» Text to read
For example I need codepoint
of 5th character here, that is ð
const WCHAR* mystring = L"Þátíð";
I know that it has code point : U+00F0
- but how to get this integer using c++ ?
For example I need codepoint
of 5th character here, that is ð
const WCHAR* mystring = L"Þátíð";
I know that it has code point : U+00F0
- but how to get this integer using c++ ?
WCHAR in Windows 2000 and later is UTF-16LE so it is not necessarily safe to access a specific character in a string by index. You should use something like CharNext to walk the string to get correct handling of surrogate pairs and combining characters/diacritics.
In this specific example Forgottn's answer depends on the compiler emitting precomposed versions of the á
and í
characters... (This is probably true for most Windows compilers, porting to Mac OS is probably problematic)
const WCHAR myString[] = L"Þátíð";
size_t myStringLength = 0;
if(SUCCEEDED(StringCchLengthW(myString, STRSAFE_MAX_CCH, &myStringLength))
{
LPCWSTR myStringIterator = myString;
for(size_t sz = 0; sz < myStringLength; ++sz)
{
unsigned int mySuperSecretUnicodeCharacter = *myStringIterator;
LPCWSTR myNextIterator = CharNext(myStringIterator);
std::vector<unsigned int> diacriticsOfMySuperSecretUnicodeCharacter(myStringIterator+1, myNextIterator);
myStringIterator = myNextIterator;
}
}
Edit 1: made it actually work
Edit 2: made it actually look for all codepoints

» Parts of the exercise
A: In the code-point thread, list every variable name declared in the reply's code.
B: Repeat the code-point thread from "In this specific" to "< myStringLength; ++sz)".
C: According to the code-point thread, what encoding does WCHAR use in Windows 2000 and later?
The entries that follow are drawn from a different source.

» Stored records
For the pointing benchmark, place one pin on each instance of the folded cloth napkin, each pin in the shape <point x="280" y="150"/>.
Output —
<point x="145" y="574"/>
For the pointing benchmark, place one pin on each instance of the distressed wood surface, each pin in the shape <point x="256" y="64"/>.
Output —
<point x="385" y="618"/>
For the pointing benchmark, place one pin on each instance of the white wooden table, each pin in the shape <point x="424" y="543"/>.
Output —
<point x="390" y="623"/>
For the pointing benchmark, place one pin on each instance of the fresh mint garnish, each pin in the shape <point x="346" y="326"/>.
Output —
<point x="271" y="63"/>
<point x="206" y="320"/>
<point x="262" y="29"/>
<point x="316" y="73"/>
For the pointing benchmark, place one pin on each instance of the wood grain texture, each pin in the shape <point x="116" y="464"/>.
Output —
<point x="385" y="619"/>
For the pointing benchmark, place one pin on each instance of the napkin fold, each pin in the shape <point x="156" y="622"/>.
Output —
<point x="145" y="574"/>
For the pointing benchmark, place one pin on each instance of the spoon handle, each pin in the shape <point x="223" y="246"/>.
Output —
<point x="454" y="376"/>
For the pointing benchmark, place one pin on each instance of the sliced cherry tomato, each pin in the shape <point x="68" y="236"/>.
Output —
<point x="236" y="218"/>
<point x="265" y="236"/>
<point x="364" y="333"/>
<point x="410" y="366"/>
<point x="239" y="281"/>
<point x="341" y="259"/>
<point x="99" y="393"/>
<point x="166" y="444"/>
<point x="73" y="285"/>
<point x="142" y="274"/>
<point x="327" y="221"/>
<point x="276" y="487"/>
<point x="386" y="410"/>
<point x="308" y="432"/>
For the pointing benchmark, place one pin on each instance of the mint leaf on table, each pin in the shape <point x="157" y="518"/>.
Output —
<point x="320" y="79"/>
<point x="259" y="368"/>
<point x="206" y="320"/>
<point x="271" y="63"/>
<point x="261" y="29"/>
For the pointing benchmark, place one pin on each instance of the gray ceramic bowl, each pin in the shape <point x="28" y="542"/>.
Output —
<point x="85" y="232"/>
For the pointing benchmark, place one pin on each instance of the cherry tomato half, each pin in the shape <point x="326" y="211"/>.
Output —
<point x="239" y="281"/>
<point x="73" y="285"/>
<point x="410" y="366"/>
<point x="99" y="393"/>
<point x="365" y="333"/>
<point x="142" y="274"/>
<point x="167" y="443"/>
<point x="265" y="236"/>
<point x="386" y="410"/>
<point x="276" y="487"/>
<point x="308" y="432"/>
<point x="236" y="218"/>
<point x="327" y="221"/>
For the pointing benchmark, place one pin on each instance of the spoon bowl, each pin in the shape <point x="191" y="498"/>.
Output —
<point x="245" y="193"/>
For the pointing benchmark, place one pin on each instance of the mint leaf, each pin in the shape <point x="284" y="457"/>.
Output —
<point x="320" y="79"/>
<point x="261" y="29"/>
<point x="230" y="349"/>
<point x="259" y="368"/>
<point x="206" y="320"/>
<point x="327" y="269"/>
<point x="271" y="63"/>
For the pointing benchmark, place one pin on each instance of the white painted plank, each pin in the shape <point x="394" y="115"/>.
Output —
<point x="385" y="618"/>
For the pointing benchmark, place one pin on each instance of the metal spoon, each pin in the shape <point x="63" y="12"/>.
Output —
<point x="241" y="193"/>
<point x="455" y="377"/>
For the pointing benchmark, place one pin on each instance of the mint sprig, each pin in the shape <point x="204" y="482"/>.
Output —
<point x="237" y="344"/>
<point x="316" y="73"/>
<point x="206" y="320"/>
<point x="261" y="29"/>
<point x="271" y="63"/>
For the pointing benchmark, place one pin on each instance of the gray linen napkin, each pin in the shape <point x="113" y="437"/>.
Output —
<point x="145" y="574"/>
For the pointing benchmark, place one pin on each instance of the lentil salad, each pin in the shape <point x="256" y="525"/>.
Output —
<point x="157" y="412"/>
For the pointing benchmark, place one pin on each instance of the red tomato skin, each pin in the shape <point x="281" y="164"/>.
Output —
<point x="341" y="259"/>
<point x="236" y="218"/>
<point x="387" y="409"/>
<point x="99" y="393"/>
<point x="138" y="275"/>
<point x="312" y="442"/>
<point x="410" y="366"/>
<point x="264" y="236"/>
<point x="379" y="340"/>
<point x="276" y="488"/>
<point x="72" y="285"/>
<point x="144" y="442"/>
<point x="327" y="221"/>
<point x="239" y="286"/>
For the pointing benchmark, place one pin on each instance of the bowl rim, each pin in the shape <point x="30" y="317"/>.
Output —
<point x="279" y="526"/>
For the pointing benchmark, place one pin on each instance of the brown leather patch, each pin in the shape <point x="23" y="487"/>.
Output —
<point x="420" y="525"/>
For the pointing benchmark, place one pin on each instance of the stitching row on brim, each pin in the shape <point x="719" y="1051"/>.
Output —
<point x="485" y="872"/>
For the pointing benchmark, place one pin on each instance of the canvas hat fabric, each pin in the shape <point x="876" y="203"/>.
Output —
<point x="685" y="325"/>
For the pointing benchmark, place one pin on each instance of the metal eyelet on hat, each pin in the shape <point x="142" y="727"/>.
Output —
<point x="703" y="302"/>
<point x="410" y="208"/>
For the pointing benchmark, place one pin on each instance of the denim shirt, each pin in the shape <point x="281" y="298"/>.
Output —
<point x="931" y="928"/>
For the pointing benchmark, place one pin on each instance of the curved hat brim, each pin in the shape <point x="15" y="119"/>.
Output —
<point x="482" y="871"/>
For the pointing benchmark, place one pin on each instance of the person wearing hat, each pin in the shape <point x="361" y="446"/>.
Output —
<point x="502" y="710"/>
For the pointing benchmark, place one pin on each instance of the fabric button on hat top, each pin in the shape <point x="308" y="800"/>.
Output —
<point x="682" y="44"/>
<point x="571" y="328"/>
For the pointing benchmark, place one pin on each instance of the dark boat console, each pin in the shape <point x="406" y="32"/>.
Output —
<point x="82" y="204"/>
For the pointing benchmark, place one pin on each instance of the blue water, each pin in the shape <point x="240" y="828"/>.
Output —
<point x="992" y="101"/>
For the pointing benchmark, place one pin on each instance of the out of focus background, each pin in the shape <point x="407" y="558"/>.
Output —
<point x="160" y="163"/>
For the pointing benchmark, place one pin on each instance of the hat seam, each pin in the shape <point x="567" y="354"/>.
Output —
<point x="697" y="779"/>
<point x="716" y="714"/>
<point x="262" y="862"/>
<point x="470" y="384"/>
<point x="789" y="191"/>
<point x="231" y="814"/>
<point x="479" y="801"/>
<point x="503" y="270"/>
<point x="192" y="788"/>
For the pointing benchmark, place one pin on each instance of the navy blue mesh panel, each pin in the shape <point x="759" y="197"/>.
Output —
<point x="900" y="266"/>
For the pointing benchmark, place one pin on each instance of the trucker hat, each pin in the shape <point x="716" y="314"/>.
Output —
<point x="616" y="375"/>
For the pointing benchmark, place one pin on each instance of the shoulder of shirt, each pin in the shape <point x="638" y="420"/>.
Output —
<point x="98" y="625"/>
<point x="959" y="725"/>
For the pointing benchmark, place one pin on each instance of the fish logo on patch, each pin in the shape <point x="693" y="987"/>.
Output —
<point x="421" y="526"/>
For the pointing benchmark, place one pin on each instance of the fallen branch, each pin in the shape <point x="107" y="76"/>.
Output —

» Outputs in order
A: myString, myStringLength, myStringIterator, sz, mySuperSecretUnicodeCharacter, myNextIterator, diacriticsOfMySuperSecretUnicodeCharacter

B:
In this specific example Forgottn's answer depends on the compiler emitting precomposed versions of the á
and í
characters... (This is probably true for most Windows compilers, porting to Mac OS is probably problematic)
const WCHAR myString[] = L"Þátíð";
size_t myStringLength = 0;
if(SUCCEEDED(StringCchLengthW(myString, STRSAFE_MAX_CCH, &myStringLength))
{
LPCWSTR myStringIterator = myString;
for(size_t sz = 0; sz < myStringLength; ++sz)

C: UTF-16LE